Activity A: Repeat the passage in the description of Besler's Gazophylacium, starting with "Besler, M. R." and going on through "four raised bands.".
Activity B: According to the description of Besler's Gazophylacium, how many engraved plates does the 1642 edition contain?

Besler, M. R.
Gazophylacium rerum naturalium e regno vegetabili, animali et minerali depromptarum, nunquam hactenus in lucem editarum, fidelis cum figuris aeneis ad vivum incisis repraesentatio operâ Michaelis Ruperti Besleri medici et reipublicae Norib. physici ordinarii et officinarum pharmaceuticarum p.t. visitatoris senioris.
[Nueremberg], 1642. Folio (34.3 x 22.5 cm). Engraved title page; large, folded index leaf; 34 engraved plates. Contemporary mottled calf. Spine with four raised bands.
Very rare first edition - with the nearly always lacking 1663 index - of natural history objects and antiques in the Wunderkammer of the brothers Basil (1561-1629) and Hieronymus (1566-1632) Besler. This "proto-museum" was inherited and enriched by Basil's nephew, the Neuremberg physician and pharmacist Michael Rupert Besler (1607-1661). This 'treasury of natural things from the vegetable, animal, and mineral kingdoms' contains birds, shells (some delicately carved), corals, minerals, and typical Wunderkammer artefacts such as a unicorn horn, several 'Arcimboldo' grotesque of shells, antique coins and pretty polished marble slabs, along with such unica as the sword of the Bohemian knight Johann Zisca (c.1378-1424; leader of the Hussites). Many rare plants and birds are figured, along with ethnographic objects such as a Brazilian Indian girdle made from the nuts of the Brazilian tree Cerbera ahovai. The image of this plate was used for the border of Valentini's Museum museorum (Frankfurt 1714) (see, e.g., Fearrington, p. 26). Besler was a in Nuremberg, was a virtuoso scholar-collector, and also assembled an important collection of art and antiquities. These plates were reissued in 1716, and 1733. In this first edition there is no further text, other than the (sometimes extensive) plate captions, and the index. This copy is before numbers. “Some worm traces on the pastedown margins, spine professionally repaired, otherwise fine. Cobres p. 102, n 10; Fearrington, Rooms of Wonder, 10; Nissen ZBI, 346.

Supplied information:
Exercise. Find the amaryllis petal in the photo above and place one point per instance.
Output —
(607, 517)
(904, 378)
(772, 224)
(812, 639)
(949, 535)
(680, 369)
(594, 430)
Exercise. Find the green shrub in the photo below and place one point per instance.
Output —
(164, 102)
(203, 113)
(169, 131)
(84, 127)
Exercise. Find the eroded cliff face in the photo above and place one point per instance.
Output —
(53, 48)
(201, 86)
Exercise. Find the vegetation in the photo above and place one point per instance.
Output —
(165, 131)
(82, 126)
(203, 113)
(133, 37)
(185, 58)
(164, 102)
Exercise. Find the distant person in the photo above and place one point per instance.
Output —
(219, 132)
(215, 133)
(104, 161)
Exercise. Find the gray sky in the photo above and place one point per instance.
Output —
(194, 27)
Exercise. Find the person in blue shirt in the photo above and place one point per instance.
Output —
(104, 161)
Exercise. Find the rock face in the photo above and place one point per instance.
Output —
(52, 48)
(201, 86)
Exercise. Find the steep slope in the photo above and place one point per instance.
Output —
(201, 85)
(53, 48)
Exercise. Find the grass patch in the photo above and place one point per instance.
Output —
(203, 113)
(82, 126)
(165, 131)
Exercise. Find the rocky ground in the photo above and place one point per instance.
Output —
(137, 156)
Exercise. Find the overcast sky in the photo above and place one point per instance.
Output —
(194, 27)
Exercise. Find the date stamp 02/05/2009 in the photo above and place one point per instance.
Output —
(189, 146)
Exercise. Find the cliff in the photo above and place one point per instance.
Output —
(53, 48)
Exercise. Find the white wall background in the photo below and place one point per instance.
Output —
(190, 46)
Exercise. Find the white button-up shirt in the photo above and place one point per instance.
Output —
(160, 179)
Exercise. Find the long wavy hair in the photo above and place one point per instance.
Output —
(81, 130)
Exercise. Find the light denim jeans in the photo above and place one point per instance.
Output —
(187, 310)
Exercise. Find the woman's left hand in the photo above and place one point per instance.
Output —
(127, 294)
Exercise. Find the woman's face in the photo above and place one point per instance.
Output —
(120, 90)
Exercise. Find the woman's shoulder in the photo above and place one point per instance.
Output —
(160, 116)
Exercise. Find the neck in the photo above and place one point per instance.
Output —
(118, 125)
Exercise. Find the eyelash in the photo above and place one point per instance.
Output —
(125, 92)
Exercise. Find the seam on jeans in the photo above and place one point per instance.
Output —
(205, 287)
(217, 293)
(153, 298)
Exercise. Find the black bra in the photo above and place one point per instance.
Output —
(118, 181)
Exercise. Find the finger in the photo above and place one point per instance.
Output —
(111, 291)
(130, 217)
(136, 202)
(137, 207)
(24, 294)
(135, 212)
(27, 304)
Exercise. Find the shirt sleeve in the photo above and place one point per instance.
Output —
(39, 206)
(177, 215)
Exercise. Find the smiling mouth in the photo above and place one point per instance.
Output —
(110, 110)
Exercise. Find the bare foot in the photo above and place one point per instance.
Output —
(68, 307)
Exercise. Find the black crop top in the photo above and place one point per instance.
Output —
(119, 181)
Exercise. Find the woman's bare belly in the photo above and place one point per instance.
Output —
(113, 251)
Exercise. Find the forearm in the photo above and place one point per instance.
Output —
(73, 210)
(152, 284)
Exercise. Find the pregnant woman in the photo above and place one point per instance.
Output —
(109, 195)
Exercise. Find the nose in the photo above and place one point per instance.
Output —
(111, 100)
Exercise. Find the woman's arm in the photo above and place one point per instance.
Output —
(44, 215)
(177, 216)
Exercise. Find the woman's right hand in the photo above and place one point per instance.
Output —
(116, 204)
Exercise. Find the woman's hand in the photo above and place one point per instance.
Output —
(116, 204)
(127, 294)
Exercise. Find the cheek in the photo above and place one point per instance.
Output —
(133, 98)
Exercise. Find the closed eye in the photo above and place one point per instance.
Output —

Answer space A:
Besler, M. R.
Gazophylacium rerum naturalium e regno vegetabili, animali et minerali depromptarum, nunquam hactenus in lucem editarum, fidelis cum figuris aeneis ad vivum incisis repraesentatio operâ Michaelis Ruperti Besleri medici et reipublicae Norib. physici ordinarii et officinarum pharmaceuticarum p.t. visitatoris senioris.
[Nueremberg], 1642. Folio (34.3 x 22.5 cm). Engraved title page; large, folded index leaf; 34 engraved plates. Contemporary mottled calf. Spine with four raised bands.

Answer space B: 34 engraved plates.